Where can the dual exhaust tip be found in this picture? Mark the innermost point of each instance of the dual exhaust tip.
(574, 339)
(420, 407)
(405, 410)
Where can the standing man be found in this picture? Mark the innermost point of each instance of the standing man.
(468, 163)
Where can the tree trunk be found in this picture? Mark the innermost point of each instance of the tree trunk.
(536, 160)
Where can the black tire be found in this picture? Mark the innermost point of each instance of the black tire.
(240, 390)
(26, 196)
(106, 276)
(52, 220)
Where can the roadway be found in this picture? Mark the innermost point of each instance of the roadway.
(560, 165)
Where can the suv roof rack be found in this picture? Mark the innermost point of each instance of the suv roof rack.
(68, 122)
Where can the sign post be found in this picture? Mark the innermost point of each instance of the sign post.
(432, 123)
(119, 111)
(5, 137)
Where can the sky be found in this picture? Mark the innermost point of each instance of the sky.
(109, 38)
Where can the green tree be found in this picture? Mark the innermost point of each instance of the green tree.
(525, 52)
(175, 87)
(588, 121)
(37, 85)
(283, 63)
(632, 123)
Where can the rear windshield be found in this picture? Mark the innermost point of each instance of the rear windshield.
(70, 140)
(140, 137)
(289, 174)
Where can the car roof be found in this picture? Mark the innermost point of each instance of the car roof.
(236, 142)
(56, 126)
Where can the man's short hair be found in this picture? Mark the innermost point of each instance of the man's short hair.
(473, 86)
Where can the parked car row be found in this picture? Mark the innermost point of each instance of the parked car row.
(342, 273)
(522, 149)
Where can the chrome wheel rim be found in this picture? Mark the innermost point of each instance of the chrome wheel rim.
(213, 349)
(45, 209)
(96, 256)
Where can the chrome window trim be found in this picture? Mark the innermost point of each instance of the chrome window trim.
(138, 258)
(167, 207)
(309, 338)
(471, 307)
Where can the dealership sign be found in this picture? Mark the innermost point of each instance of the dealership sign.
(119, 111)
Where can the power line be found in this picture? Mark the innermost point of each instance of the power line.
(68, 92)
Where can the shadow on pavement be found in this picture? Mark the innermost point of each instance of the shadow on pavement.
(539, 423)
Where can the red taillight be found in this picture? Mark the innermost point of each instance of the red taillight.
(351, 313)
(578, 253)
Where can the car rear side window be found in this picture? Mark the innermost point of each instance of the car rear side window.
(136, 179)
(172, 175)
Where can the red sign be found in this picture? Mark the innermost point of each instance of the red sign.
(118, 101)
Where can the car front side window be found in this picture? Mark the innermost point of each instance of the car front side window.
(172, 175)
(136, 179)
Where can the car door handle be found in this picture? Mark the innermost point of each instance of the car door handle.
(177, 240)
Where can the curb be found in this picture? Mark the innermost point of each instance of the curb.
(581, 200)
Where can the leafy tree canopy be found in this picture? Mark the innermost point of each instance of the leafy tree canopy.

★ ★ ★ ★

What this task involves |
Take the listing above and write it out again exactly.

Answer to this task |
Where can the dual exhaust tip be found in this picture? Mark the innermost point of each instance of the dual exhaust tip.
(574, 339)
(420, 407)
(405, 410)
Where can the standing man be found in this picture? Mark the innermost point of each instance of the standing man.
(468, 163)
Where can the tree trunk be found in this picture? Mark the innermost point of each instance of the tree trunk.
(536, 160)
Where can the black tire be found in this picture? Mark the innermost point of each instance of the black tire.
(240, 390)
(26, 196)
(106, 276)
(52, 220)
Where can the roadway be found in this picture? Mark the innermost point of each instance of the roadway.
(560, 165)
Where can the suv roof rack be found in this picture? Mark the innermost point of each instance of the suv roof rack.
(68, 122)
Where can the sign post be found in this picture? Mark the innermost point of each instance of the sign post.
(432, 123)
(119, 111)
(5, 137)
Where can the sky be found in this picture? Mark the innermost point of each instance of the sky.
(109, 38)
Where can the green tree be found in this picture? Mark the innermost point of each instance of the green tree.
(525, 52)
(175, 87)
(588, 121)
(37, 85)
(283, 63)
(632, 123)
Where can the rear windshield be found in this picture? Mark the innermost point of each instance of the rear windshield.
(70, 140)
(140, 137)
(289, 174)
Where can the car roof be found in this picture? Mark the innermost point of each instance of the car roof.
(236, 142)
(56, 126)
Where can the man's short hair be found in this picture? Mark the innermost point of each instance of the man's short hair.
(473, 86)
Where can the parked car row be found in this picture? Mark the innermost point of each instance of the parked car row.
(342, 273)
(522, 149)
Where can the chrome wheel rim be found in this picture? Mark the innermost point of each instance of the chrome wheel rim.
(213, 349)
(45, 209)
(96, 256)
Where can the chrome window trim be found in this picture? Mark the innermost point of each instance of the chrome window trim.
(138, 258)
(167, 207)
(309, 338)
(471, 307)
Where can the dealership sign be found in this picture? Mark the innermost point of each instance of the dealership sign.
(119, 111)
Where can the power line be found in this picture? Mark the innermost point of each instance of the power line.
(68, 92)
Where can the shadow on pavement be found in this picture? Mark the innermost point of each instance of the shadow on pavement.
(539, 423)
Where can the red taillight be found in this picture? Mark the innermost point of each instance of the red taillight.
(351, 313)
(578, 253)
Where can the car rear side window be found in this picture? Mark the innermost point of each instance of the car rear side window.
(136, 179)
(172, 175)
Where can the red sign be found in this picture? Mark the innermost point of each instance of the red sign.
(118, 101)
Where can the car front side window be found in this picture? Mark the innermost point of each instance of the car front side window.
(172, 175)
(136, 179)
Where can the car door handle be found in this picture? Mark the innermost point of each instance of the car door handle.
(177, 240)
Where can the curb be found in this picture? Mark the innermost point of each instance of the curb.
(581, 200)
Where can the leafy tree canopy be found in this picture? Mark the innermost point of each instance of the leafy tree canopy.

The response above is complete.